### Text shown
American Journal of Botany cover

Our Current Work

We explore the mechanisms of adaptation across the climate range of Arabidopsis thaliana, a genome-sequenced, well-understood model organism limited at its range edges primarily by patterns of variation in water availability and temperature. We are interested in the interplay between variation in the timing of development, leaf economics, heat shock protein expression, allocation to root, leaves and photosynthetic flowering stems, and the dormancy and germination property of seeds in this annual mustard. This work is important both for developing an understanding of the constraints on the evolution of range size and for what it tells us about potential evolutionary responses to changing climates.

For this work we observe populations in both their native habitats and in precisely controlled growth chambers. The subject populations are located in northeastern Spain, from the Mediterranean shore to high in the Pyrenée Mountains along the French-Spanish border. Each of these populations is instrumented in the field to provide hourly temperature data in the microenvironment of plants.

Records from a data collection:
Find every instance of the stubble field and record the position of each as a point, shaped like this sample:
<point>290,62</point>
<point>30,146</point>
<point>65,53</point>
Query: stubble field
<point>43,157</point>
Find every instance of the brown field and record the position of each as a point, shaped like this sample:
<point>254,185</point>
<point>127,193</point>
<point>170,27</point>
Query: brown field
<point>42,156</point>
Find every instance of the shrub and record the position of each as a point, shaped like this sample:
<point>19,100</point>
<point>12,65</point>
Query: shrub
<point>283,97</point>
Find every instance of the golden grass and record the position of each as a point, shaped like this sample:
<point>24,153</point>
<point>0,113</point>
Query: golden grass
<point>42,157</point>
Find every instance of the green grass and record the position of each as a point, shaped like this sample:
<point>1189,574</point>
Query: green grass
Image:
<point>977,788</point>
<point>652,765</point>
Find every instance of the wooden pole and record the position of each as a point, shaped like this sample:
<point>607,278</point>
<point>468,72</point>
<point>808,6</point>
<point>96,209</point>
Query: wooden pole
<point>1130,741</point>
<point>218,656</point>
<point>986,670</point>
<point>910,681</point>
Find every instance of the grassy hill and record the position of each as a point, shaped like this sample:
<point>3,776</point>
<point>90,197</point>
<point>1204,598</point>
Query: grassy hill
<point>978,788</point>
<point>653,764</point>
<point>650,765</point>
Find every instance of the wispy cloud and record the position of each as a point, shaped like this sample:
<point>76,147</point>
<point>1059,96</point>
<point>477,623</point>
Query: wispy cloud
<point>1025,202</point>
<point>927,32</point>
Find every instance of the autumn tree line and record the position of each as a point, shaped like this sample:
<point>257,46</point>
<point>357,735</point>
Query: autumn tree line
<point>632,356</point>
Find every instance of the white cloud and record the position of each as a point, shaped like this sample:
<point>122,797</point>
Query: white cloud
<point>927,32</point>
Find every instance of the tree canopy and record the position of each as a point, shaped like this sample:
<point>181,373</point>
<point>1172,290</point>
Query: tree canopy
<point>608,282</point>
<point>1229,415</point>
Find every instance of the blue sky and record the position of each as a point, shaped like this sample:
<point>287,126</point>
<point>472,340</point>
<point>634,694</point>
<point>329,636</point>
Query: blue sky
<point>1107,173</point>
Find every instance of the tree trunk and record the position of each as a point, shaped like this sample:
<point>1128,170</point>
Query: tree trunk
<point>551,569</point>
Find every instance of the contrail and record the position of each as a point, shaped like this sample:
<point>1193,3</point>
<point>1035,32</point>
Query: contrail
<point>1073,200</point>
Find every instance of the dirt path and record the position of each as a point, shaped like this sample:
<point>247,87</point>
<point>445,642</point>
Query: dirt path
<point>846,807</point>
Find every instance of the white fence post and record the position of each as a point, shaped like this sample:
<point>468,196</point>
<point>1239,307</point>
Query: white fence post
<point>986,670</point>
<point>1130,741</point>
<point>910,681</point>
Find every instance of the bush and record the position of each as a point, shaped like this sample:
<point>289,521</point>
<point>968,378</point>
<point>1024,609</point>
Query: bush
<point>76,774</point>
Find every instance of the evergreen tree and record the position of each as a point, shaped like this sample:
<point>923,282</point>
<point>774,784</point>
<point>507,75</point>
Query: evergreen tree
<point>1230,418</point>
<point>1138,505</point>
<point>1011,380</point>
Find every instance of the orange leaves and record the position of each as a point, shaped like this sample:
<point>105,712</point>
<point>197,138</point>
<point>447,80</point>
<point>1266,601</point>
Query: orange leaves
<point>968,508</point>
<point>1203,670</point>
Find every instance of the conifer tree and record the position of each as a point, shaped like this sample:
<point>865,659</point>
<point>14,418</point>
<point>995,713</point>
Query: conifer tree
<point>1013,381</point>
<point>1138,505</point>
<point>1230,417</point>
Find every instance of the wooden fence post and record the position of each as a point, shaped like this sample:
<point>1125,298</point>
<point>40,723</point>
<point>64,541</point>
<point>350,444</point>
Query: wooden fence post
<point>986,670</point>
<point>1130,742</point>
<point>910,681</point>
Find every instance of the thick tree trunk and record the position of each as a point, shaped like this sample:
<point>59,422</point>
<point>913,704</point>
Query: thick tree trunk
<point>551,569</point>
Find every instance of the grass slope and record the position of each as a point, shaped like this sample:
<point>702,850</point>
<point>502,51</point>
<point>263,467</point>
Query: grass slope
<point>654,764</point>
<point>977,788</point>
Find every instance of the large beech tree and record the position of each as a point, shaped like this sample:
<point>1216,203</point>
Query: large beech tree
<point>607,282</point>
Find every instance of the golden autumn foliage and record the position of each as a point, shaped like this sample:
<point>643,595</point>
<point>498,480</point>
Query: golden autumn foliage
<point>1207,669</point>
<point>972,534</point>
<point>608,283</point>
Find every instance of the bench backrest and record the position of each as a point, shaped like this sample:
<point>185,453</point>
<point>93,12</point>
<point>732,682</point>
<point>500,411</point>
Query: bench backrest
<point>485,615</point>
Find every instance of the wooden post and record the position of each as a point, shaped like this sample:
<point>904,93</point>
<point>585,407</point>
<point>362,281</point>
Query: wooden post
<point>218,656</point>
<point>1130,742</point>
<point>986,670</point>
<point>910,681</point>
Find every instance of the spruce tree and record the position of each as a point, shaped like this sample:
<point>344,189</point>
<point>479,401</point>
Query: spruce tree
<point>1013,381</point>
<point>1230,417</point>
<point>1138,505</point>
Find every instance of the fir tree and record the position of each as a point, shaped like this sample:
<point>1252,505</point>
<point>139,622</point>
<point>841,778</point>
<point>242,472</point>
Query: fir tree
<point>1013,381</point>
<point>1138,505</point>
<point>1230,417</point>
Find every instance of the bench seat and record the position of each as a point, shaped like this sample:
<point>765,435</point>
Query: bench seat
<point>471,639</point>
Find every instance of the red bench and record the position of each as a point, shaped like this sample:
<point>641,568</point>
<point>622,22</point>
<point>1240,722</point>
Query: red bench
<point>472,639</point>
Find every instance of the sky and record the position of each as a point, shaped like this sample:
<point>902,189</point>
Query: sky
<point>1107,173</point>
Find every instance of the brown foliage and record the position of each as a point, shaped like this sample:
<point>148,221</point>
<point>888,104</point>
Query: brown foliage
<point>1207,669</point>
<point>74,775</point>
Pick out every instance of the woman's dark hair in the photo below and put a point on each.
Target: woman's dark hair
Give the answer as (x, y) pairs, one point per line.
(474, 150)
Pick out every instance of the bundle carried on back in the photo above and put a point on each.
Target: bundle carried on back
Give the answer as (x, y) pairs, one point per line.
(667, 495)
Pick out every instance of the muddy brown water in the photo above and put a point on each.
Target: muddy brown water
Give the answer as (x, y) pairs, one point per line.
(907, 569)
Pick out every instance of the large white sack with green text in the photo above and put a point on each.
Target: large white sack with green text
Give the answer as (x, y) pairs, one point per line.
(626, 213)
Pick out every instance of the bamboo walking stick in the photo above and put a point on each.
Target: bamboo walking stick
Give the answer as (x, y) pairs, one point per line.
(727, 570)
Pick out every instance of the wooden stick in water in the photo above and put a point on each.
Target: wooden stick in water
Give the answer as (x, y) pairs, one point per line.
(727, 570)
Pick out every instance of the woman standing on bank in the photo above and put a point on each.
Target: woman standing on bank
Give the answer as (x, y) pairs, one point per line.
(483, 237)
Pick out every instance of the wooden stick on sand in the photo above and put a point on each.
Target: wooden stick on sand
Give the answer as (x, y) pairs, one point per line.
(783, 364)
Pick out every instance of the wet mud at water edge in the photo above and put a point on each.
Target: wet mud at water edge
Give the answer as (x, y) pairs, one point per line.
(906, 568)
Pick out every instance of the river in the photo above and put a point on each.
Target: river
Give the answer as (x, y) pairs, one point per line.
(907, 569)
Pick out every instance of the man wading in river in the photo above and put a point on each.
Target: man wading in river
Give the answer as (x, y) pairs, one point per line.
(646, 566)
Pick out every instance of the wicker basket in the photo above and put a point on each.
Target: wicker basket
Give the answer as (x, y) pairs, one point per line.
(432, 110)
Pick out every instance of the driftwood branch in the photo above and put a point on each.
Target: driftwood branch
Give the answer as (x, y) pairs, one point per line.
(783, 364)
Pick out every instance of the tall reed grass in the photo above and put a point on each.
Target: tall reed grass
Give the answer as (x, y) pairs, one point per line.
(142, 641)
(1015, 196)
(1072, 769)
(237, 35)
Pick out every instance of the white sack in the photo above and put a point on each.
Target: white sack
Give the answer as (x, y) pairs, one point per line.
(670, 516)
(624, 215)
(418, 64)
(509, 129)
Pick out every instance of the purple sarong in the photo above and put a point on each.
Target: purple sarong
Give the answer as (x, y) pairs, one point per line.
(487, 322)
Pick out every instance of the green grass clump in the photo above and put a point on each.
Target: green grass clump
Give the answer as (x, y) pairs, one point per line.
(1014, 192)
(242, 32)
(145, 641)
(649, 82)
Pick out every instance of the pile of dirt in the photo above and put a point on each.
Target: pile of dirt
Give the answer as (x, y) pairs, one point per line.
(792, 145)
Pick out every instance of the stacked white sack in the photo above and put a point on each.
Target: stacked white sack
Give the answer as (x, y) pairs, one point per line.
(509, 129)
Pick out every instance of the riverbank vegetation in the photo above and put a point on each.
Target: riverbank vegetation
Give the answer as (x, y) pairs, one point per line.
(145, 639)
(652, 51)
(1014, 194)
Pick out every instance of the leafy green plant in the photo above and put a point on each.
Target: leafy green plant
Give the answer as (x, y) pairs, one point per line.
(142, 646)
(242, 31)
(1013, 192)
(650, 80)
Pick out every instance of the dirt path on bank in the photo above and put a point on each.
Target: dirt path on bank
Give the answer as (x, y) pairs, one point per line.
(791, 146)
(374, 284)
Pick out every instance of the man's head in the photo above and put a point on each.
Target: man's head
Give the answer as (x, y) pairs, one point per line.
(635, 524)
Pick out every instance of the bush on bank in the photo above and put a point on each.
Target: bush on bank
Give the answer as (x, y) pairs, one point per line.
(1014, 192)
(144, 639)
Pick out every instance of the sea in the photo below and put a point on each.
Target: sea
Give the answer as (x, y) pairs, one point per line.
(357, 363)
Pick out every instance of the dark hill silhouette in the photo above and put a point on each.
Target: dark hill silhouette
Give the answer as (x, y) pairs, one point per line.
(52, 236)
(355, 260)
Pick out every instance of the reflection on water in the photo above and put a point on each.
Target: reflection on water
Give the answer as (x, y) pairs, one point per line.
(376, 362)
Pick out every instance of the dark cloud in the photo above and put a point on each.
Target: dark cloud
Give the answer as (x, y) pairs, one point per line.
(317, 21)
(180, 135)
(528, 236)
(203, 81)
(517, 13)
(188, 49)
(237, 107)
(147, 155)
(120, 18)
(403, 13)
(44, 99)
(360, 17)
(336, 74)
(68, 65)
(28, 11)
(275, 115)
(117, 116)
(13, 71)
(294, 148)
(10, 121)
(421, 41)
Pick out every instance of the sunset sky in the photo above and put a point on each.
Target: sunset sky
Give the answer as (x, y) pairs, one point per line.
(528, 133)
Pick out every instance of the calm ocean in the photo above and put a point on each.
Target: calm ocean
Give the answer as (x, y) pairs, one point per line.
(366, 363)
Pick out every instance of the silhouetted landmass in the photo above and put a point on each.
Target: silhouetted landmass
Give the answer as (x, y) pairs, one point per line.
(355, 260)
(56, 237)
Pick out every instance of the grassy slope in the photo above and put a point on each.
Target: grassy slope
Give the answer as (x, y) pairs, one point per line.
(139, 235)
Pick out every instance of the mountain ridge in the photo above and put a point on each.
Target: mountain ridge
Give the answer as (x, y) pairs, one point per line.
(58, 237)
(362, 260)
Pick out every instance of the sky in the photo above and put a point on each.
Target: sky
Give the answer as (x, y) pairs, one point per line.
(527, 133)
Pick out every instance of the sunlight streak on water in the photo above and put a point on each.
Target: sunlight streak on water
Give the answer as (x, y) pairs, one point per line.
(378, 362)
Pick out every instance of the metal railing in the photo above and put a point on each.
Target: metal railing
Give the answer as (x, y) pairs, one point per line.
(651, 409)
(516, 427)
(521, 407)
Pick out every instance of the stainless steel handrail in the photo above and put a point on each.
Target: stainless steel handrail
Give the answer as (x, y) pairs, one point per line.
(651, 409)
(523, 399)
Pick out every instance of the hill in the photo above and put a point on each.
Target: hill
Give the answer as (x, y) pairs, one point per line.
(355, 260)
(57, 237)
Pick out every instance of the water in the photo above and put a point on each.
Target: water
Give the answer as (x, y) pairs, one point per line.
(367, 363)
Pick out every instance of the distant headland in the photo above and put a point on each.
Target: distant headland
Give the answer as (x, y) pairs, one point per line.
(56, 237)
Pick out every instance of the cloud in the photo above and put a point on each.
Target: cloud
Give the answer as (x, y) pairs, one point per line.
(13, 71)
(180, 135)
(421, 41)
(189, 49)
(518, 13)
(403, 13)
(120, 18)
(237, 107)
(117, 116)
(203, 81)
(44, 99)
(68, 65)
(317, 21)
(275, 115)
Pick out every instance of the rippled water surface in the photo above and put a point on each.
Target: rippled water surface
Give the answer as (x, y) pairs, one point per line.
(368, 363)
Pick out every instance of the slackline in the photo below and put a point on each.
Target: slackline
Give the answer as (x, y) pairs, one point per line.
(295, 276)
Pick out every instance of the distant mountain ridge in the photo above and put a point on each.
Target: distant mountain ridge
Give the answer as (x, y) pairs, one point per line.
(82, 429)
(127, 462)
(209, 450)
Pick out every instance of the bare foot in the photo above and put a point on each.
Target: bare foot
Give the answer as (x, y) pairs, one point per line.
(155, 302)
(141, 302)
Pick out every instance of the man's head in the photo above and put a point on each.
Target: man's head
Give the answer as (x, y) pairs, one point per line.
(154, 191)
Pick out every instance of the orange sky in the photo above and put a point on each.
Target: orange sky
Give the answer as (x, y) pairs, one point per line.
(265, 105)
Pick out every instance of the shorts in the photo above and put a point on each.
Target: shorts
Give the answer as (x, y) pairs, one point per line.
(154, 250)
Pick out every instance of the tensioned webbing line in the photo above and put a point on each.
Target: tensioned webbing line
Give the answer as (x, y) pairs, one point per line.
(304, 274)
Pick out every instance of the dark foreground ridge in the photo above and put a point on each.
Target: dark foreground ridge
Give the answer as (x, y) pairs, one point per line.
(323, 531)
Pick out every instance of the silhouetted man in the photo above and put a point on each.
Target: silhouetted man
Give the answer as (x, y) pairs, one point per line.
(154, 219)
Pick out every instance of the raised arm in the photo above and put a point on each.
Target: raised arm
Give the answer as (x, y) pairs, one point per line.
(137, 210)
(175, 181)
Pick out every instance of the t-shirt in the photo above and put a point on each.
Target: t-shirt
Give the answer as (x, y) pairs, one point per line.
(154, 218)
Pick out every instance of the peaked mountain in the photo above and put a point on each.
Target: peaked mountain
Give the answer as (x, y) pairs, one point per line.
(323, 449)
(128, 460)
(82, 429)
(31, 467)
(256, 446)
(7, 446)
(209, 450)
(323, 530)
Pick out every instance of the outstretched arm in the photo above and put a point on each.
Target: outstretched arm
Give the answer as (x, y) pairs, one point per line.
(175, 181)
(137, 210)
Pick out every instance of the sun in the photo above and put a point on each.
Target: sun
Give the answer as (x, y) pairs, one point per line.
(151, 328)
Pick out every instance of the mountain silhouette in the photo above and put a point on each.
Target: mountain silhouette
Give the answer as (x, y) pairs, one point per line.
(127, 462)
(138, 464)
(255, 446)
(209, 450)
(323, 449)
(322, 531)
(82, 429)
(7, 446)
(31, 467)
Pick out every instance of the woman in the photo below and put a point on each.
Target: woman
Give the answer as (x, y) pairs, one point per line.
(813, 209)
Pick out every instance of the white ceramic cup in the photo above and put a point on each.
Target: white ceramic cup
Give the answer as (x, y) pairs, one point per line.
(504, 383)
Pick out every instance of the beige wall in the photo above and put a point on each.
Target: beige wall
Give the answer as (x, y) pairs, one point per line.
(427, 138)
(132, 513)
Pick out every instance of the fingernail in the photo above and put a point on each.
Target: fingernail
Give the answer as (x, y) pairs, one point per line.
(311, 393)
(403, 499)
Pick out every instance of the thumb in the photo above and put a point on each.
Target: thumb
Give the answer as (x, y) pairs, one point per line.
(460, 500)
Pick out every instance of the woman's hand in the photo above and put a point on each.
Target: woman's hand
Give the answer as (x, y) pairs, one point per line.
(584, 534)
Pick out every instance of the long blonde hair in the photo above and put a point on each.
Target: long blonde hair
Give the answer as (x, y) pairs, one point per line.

### Questions on the material
• a. List each factor whose interplay the research description says the group is interested in.
• b. Continue the research description on Arabidopsis thaliana from the end of its last sentence.
The lines above are separate material and have no connection to the research description.

### Answers to each task
• a.
- Variation in the timing of development
- Leaf economics
- Heat shock protein expression
- Allocation to root, leaves and photosynthetic flowering stems
- The dormancy and germination property of seeds

• b.
Seeds from multiple lineages in 17 precisely georeferenced populations were brought back to the lab, where we grow these genotypes under precisely controlled conditions in our growth chambers. We use infra-red gas analysis and fluorometry to measure gas exchange and photosynthesis, isotopic analysis for integrated water use efficiency, various biochemical and molecular genetic approaches to measuring heat shock protein expression and other aspects of thermal tolerance, and multivariate statistical and quantitative genetic measures to understand the evolutionary implications of the patterns of variation we observe.

This research is funded by grants from the U. S. National Science Foundation
and the Ministerio de Educación y Ciencia, España.